PROBLEM STATEMENT:
Your answer should be one number: the count of lines in the records that include the word "sneaker".

DATA PROVIDED:
----------

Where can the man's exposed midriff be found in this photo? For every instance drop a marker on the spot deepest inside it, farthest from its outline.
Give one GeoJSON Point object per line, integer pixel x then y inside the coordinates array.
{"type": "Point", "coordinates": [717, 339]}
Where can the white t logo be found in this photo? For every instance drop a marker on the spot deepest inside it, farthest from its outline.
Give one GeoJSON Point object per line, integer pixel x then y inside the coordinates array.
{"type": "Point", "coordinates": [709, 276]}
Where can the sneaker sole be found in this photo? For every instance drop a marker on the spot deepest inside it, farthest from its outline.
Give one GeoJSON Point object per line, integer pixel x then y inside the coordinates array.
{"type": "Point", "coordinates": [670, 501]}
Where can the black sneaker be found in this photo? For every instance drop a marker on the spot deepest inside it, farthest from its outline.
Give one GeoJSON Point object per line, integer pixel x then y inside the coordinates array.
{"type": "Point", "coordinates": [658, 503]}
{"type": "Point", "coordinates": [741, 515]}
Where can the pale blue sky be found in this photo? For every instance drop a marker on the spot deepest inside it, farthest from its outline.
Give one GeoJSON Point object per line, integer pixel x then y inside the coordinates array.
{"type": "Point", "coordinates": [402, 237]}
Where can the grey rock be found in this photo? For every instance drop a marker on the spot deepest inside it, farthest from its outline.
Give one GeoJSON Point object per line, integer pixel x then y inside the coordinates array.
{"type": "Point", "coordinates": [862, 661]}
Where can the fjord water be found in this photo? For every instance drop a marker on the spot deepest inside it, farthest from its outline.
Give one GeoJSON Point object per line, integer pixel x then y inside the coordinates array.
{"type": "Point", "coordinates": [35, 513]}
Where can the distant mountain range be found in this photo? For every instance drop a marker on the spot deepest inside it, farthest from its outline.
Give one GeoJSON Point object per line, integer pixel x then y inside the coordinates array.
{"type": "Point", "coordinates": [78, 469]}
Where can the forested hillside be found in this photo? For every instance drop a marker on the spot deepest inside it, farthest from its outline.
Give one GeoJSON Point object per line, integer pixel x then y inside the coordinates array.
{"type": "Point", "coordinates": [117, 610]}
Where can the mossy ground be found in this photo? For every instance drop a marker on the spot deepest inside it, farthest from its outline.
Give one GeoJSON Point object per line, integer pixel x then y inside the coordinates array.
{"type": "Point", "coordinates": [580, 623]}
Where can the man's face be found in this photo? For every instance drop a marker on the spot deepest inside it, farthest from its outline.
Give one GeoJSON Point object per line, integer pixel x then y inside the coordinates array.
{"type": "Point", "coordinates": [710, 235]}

----------

WRITTEN SOLUTION:
2